Excerpted text:
____
September 6, 2006

Via Facsimile ((714) 668-6337) and U.S. Mail

Peter J. Tennyson, Esq.
Paul Hastings Janofsky & Walker LLP
695 Town Center Drive, 17th Floor
Costa Mesa, CA  92626

Re:	Alliance Semiconductor Corporation
	Schedule TO-I filed August 25, 2006
	SEC File No. 005-44755

Dear Mr. Tennyson:

      We have reviewed your filings and have the following
comments.
Where indicated, we think you should revise your document in
response
to these comments.  If you disagree, we will consider your
explanation as to why our comment is inapplicable or a revision is
unnecessary.  Please be as detailed as necessary in your
explanation.
In some of our comments, we may ask you to provide us with
information so we may better understand your disclosure.  After
reviewing this information, we may raise additional comments.

	Please understand that the purpose of our review process is
to
assist you in your compliance with the applicable disclosure
requirements and to enhance the overall disclosure in your filing.
We look forward to working with you in these respects.  We welcome
any questions you may have about our comments or any other aspect
of
our review.  Feel free to call us at the telephone numbers listed
at
the end of this letter.

Schedule TO-I

Item 12. Exhibits
1. Please include the exhibits to your Current Report on Form 8-K
filed on August 18, 2006 as exhibits to your Schedule TO-I.

Offer to Purchase
2. In connection with our telephone conversations, please disclose
that the tender offer as currently structured includes certain
elements that do not comply with our rules, that you have sought
relief from those rules and that, absent the relief requested, you
may need to change the structure of the offer.
____
Stored data:

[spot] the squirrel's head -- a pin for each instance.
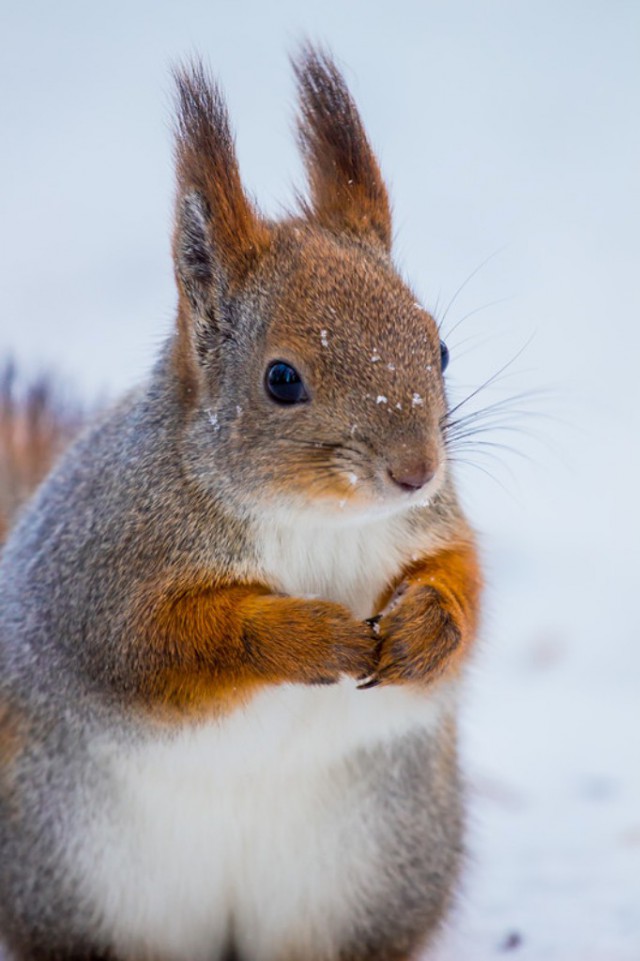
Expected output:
(308, 373)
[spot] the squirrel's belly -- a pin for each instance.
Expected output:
(252, 827)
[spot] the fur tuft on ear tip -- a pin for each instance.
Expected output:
(348, 193)
(219, 233)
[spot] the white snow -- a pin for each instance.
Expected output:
(543, 97)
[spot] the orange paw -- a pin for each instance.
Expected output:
(418, 638)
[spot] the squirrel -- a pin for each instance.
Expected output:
(235, 616)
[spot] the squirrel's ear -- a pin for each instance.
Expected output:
(347, 189)
(219, 235)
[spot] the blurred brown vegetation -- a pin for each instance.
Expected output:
(36, 423)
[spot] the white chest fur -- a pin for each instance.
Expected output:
(310, 554)
(250, 826)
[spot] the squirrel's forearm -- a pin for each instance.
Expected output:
____
Challenge 1: In the comment letter, on what date was the Schedule TO-I filed?
Challenge 2: Copy out the comment letter word for word, everything from "Offer to Purchase" down to "of the offer.".
Challenge 3: Continue the comment letter on the Alliance Semiconductor tender offer from the point at which it stops.

Expected output 1: August 25, 2006

Expected output 2:
Offer to Purchase
2. In connection with our telephone conversations, please disclose
that the tender offer as currently structured includes certain
elements that do not comply with our rules, that you have sought
relief from those rules and that, absent the relief requested, you
may need to change the structure of the offer.

Expected output 3:
Purchase of Shares and Payment of Purchase Price, page 13
3. We note that you may not commence payments for tendered
securities
until up to ten business days after the expiration of the offer.
Please address your ability to do so and comply with the
requirements
of Rule 13e-4(f)(5).

Conditions of the Tender Offer, page 15
4. Refer to the last paragraph of this section relating to your
failure to exercise any of the rights described in this section.
This language suggests that once an offer condition is triggered,
you
must decide whether or not to waive the condition.  Note that when
a
condition is triggered and you decide to proceed with the offer
anyway, we believe that this constitutes a waiver of the triggered
condition(s).  Depending on the materiality of the waived
condition
and the number of days remaining in the offer, you may be required
to
extend the offer and recirculate new disclosure to security
holders.
You may not, as this language seems to imply, simply fail to
assert a
triggered offer condition and thus effectively waive it without
officially doing so.  Please confirm your understanding
supplementally.

Federal Income Tax Consequences, page 22
5. While you may recommend that security holders consult their
individual tax advisors with respect to their particular tax
consequences, you may not "urge" them to do so.  Please revise
here
and elsewhere in your offer document.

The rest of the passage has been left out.